Or you can just loop the video for as long as you want, nothing special will happen if you film it for more than a few seconds. They wont lay eggs or catch any fish if you keep watching it :P
@@danielreed5199 The video is 17 seconds, but only for 7 seconds it shows us what we want to see. That's basically like watching a show but every 7 seconds the display turns off for 10 seconds. A 10h is definitely not necessary, but the video could've been at least half a minute.
Looping with a bad loop is worse than no loop at all. As short as this is, at least 20-30 second version would be much better also if it was shot in 60fps it would be a better seamless choice to loop perfectly.
@@illiteratealphabetagency9716 hahah no. It's a physical object. It is spinning at a high speed. The object is a circle that rotates and say these objects (the Penguins in this case) are shaped and fixed on the board in such a way that if you were to assume a chunk of the Penguins were a strip of the circular board and were positioned in a certain way, a certain pose and angle, then imagine a clock hand and move a bit ahead along the circle as it rotates, the next chunk of penguins are shaped a bit differently than the previous and then the next chunk as well and so on until it completes a full rotation and comes back to a loop. So when the board starts spinning (electric powered) and reaches a certain speed, each spin is so fast you don't see the rotation anymore, instead you see the different poses giving an optical illusion of the Penguins moving in a certain manner as you see here. Hope that explains everything.
It's a work of art and science. This could only work with specific placement, and it being tailored for how fast humans eye can perceive it causing the illusion of it moving like that.

=== Material provided ===

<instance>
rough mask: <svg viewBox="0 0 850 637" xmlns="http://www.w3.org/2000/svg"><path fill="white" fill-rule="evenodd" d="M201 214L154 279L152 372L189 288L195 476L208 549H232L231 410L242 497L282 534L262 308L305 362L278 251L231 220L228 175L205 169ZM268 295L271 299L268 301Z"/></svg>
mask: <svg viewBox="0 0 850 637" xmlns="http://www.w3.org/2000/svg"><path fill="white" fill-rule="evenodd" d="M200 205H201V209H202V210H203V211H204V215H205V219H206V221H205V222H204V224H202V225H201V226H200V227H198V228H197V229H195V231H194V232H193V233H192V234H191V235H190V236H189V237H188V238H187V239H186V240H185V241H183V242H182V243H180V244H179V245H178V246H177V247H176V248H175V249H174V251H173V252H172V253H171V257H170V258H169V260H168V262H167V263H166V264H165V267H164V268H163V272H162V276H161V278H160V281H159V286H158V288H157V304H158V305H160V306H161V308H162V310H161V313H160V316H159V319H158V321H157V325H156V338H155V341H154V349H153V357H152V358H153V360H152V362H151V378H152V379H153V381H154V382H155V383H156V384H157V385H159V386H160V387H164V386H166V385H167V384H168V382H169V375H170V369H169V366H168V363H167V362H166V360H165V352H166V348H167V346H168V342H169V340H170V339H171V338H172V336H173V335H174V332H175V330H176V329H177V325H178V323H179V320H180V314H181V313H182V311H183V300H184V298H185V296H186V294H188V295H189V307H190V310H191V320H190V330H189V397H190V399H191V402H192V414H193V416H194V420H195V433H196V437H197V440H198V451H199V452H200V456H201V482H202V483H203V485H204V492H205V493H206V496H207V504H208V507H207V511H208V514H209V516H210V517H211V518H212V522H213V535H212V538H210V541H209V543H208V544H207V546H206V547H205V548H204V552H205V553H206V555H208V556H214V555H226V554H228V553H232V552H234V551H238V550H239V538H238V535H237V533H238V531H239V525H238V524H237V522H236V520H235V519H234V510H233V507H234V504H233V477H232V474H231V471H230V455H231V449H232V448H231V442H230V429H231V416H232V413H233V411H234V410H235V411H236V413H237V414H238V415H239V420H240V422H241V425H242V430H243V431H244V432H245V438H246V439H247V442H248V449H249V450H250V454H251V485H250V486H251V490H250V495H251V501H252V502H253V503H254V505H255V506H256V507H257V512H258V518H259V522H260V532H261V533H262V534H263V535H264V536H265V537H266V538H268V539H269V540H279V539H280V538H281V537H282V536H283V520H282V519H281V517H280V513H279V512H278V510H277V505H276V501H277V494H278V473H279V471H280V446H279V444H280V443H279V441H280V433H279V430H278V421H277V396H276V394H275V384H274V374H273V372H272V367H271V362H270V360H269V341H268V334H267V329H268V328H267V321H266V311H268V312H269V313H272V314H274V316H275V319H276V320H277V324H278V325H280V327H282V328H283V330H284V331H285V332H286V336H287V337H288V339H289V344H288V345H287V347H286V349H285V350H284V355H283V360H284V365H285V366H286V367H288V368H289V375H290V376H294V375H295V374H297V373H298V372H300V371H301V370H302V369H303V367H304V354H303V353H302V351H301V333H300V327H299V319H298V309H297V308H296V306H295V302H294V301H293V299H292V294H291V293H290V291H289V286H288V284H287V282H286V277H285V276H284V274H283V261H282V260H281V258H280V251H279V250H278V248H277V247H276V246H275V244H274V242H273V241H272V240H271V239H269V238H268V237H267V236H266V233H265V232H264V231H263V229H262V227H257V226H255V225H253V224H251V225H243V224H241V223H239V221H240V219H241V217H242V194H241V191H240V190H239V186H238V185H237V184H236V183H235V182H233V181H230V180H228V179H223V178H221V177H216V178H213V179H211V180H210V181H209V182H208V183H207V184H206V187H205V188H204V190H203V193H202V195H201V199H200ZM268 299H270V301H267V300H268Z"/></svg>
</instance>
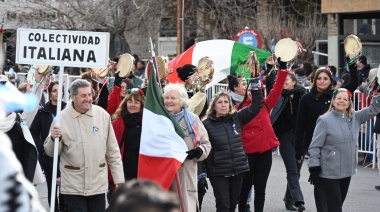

=== Exercise requirements ===
**1)** In the comments about the spinning penguin video, how long is the entire video?
**2)** Resume the comments about the spinning penguin video from where they stop.
The lines above can be left aside.

=== Your responses ===
**1)** 17 seconds

**2)**
I think it would be possible to print one of these in resin. But it would need hand-painting. But I think HP were working on coloured 3d printing with their multijet technology.
It's a genius zoetrope. I mean zoetropes are suspiciously crowded with animals, it is very good idea to pick a species that likes to hang out in large groups.
The easiest way to figure out is to sit at the end of town and record the numbers of every car registration that passes by in to a little black book. After some years, you will have a long enough sequence that you can crunch to find a pattern. Then you'll be all set.
Is it technically though? The old phenakistoscopes relied on a rapidly opening and closing viewing window (the "scope" part) for this to work. In this case the scope is the camera, which isn't exactly part of the device itself. And (while I think the science behind this is still hotly debated,) this would only work in person without a viewing window if (possibility 1:) it was under AC lights and hit one of the correct spinrates to match up with the AC frequency or (possibility 2:) if it hit one of the spinrates that matches it up with the viewer's brain's "framerate". You could be right... maybe they repurposed the word phenakistoscope to cover devices that use this same principle in present day, but I personally think the more accurate word for this is just "a wheel".... then your brain/lighting immitates the "scope" part.
I expect to see a LEGO version of this fantastic thing, soon. The MEGA club will let them know how, any time. You gave me a two minute loss of balance...
between 30 and 60 frames per second But our eyes can only perceive the visual clues in the environment around us at a certain rate due to how quickly they move. Although experts find it difficult to agree on a precise number, the general consensus is that the human eye FPS for most individuals is between 30 and 60 frames per second.
@@k.k.9378 A microsecond delay between a control and movement is nothing to do with FPS but actually the processing time between the CPU and GPU A.K.A the "draw time" Of course, it's noticeable when you're running 30 fps and you press forward or crouch and it takes 0.2ms or something for the command to be actioned, because a CPU and GPU don't have the same raw processing speed like a human brain.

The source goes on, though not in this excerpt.